PROVIDED INFORMATION:
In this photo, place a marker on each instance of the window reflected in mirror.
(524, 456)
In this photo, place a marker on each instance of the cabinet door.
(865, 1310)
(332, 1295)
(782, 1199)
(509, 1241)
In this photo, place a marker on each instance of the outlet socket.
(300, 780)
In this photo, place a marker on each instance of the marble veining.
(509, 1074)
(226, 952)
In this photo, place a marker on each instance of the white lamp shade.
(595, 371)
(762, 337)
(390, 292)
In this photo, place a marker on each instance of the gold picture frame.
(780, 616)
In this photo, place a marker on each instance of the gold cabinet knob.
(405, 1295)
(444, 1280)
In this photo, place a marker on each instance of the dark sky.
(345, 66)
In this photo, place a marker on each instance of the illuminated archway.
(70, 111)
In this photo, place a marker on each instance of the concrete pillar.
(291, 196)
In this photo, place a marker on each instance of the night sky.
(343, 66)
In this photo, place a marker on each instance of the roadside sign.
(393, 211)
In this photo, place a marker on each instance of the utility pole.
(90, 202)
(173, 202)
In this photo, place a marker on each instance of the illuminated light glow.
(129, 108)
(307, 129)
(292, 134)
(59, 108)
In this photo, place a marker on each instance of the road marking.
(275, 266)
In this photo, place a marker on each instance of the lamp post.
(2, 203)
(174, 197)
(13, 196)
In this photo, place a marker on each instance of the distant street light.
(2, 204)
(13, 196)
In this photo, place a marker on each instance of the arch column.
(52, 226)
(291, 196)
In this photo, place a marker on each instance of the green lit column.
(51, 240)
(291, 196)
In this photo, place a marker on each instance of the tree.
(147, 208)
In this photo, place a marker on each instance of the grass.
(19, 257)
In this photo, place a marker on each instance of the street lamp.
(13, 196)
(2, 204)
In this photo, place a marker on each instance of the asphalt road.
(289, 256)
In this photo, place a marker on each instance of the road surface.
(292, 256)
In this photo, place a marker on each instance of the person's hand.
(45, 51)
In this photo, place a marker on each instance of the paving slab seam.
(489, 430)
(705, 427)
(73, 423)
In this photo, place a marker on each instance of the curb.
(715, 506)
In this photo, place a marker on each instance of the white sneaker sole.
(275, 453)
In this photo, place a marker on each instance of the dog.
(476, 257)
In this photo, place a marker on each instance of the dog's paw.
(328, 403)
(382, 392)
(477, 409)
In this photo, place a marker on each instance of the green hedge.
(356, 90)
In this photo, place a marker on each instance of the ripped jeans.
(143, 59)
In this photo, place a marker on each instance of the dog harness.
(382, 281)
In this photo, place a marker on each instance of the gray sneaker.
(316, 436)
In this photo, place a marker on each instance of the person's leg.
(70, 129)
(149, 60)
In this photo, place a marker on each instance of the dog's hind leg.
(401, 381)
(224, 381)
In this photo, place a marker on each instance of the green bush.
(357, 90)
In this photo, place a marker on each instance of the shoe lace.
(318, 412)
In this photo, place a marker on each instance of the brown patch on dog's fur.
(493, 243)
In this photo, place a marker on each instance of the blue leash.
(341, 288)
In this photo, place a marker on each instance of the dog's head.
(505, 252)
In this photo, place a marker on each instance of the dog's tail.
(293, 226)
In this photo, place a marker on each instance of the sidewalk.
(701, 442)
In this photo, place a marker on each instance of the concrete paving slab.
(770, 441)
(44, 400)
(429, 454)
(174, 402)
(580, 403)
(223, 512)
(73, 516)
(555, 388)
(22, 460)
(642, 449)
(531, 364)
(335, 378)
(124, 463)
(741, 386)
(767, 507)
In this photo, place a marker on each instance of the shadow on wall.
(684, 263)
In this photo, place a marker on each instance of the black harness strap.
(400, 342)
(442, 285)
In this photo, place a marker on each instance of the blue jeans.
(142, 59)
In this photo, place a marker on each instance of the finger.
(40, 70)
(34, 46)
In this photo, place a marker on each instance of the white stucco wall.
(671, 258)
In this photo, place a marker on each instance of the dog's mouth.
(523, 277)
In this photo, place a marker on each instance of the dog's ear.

TASK GOAL: Retype, without changes, the lines from the line holding "the blue jeans." to the end of the data, both ends included.

EXPECTED OUTPUT:
In this photo, place a marker on each instance of the blue jeans.
(142, 59)
In this photo, place a marker on each instance of the finger.
(40, 70)
(34, 46)
In this photo, place a marker on each instance of the white stucco wall.
(671, 258)
In this photo, place a marker on each instance of the dog's mouth.
(523, 277)
In this photo, place a marker on each instance of the dog's ear.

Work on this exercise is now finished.